# Start of PASSAGE SHOWN

What makes the Ross Sea special is it’s an area where we have a lot of nutrients but not much phytoplankton growth. Phytoplankton are very small-celled plants in the ocean. They provide a tremendous amount of oxygen to the planet and in the Ross Sea they bloom, provide a food source for zooplankton and other animals in the ecosystem up in the upper parts of the ocean. Once they are consumed or die they fall down to the deeper parts of the ocean. And that’s a way to take carbon and move it down to the depths before it settles on the bottom in the sediments.

Phytoplankton are plants, so they need nutrients to grow. Instead of getting those nutrients from the soil they get them from the ocean around them. They also need sunlight, so in order for a phytoplankton to grow it needs to be up in the upper parts that can feel the sun and they also need that Miracle-gro of the ocean, which is the nutrients, nitrate, phosphate, those different things that allow the phytoplankton to grow.

# End of PASSAGE SHOWN
# Start of GIVEN DATA

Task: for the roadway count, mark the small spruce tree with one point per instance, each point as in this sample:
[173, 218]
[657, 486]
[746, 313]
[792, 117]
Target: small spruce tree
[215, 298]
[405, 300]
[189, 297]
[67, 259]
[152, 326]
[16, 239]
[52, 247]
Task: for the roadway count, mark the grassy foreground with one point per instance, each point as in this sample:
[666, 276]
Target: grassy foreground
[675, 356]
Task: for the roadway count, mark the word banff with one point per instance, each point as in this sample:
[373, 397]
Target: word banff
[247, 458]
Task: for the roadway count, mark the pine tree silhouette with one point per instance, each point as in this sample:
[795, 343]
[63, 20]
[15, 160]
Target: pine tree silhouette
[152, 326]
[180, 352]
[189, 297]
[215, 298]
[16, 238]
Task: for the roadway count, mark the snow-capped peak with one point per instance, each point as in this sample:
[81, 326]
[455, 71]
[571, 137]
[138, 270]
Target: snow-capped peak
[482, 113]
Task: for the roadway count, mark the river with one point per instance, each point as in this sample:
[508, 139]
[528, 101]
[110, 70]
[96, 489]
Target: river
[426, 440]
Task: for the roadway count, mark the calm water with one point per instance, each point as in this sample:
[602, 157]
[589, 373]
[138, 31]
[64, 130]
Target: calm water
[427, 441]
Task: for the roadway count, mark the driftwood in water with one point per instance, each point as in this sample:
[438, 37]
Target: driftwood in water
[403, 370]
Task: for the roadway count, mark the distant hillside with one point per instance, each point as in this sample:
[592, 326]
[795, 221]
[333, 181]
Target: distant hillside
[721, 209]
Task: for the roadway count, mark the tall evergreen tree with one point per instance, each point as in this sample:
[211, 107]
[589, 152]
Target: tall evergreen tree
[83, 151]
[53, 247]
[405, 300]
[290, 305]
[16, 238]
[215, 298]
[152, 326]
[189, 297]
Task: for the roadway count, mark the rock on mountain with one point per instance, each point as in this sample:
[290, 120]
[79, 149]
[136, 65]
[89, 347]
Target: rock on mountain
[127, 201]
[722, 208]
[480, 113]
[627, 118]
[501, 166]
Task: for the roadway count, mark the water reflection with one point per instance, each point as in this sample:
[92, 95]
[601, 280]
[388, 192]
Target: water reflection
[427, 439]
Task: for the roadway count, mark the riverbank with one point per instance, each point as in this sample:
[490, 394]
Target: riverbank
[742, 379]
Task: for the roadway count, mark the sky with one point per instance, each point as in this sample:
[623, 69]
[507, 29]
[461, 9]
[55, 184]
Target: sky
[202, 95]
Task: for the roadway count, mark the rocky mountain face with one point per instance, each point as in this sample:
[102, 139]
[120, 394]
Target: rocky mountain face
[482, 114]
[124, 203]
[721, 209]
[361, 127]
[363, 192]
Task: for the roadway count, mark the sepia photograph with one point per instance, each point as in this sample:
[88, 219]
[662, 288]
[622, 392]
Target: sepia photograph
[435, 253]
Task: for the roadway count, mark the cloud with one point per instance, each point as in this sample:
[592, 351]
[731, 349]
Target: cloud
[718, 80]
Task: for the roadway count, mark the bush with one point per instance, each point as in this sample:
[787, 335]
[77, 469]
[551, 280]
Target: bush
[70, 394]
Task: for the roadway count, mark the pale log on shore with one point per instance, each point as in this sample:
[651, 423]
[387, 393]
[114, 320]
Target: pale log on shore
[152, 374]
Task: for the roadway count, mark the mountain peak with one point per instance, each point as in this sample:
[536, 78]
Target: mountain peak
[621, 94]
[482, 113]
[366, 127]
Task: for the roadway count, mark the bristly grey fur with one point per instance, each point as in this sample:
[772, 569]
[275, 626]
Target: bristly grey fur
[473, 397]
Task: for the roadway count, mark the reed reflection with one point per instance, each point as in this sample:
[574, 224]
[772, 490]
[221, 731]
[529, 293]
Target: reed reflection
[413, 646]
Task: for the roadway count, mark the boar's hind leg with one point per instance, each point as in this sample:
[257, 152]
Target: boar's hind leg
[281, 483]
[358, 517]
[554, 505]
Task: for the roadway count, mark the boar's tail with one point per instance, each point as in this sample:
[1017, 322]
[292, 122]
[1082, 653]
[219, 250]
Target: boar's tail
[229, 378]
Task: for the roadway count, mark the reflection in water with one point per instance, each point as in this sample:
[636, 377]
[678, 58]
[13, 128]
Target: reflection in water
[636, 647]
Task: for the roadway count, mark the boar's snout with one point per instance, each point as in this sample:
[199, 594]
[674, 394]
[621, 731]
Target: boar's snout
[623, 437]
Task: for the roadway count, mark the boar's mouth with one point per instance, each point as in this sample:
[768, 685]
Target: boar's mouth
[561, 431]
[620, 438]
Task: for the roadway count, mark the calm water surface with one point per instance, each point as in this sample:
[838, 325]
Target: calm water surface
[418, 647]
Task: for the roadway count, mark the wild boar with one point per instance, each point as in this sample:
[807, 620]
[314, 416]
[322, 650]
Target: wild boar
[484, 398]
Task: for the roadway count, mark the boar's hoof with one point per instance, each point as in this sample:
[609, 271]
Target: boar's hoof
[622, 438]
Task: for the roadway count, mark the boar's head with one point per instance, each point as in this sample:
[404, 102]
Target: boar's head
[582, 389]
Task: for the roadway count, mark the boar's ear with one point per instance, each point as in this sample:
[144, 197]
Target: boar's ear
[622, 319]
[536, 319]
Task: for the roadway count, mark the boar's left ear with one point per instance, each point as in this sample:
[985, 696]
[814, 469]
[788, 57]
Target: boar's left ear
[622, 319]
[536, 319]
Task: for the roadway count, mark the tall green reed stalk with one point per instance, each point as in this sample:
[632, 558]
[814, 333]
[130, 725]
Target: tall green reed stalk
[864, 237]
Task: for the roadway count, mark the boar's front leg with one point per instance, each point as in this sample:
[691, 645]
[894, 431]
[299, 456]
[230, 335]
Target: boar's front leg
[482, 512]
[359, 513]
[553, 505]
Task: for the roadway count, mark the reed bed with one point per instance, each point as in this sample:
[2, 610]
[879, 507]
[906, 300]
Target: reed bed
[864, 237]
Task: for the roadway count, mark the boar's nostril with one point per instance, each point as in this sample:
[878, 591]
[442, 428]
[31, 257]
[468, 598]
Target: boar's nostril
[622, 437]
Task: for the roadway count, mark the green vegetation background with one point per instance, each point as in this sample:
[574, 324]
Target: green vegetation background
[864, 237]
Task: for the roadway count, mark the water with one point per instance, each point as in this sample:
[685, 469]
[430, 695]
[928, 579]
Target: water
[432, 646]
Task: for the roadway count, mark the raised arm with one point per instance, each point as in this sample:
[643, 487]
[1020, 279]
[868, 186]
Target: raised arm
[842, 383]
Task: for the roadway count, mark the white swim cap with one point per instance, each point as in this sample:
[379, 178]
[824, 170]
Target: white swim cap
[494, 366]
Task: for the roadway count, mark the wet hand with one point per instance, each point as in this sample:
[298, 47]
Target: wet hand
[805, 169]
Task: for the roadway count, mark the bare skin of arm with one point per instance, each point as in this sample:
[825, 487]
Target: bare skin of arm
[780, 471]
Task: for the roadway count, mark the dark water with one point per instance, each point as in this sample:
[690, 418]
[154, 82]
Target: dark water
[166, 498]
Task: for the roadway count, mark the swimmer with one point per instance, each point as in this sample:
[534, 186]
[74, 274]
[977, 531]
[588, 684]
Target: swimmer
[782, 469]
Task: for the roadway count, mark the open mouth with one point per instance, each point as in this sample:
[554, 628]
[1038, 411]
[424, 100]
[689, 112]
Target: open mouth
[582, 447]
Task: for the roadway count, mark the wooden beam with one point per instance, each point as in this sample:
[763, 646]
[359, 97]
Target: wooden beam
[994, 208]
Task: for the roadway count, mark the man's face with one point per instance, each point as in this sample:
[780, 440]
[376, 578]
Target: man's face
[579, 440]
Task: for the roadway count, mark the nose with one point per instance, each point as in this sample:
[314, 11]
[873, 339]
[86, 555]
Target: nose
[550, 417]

# End of GIVEN DATA

● TASK STATEMENT
Type out the Ross Sea passage word for word from "What makes the" to "in the sediments.".

● ANSWER TO THE EXERCISE
What makes the Ross Sea special is it’s an area where we have a lot of nutrients but not much phytoplankton growth. Phytoplankton are very small-celled plants in the ocean. They provide a tremendous amount of oxygen to the planet and in the Ross Sea they bloom, provide a food source for zooplankton and other animals in the ecosystem up in the upper parts of the ocean. Once they are consumed or die they fall down to the deeper parts of the ocean. And that’s a way to take carbon and move it down to the depths before it settles on the bottom in the sediments.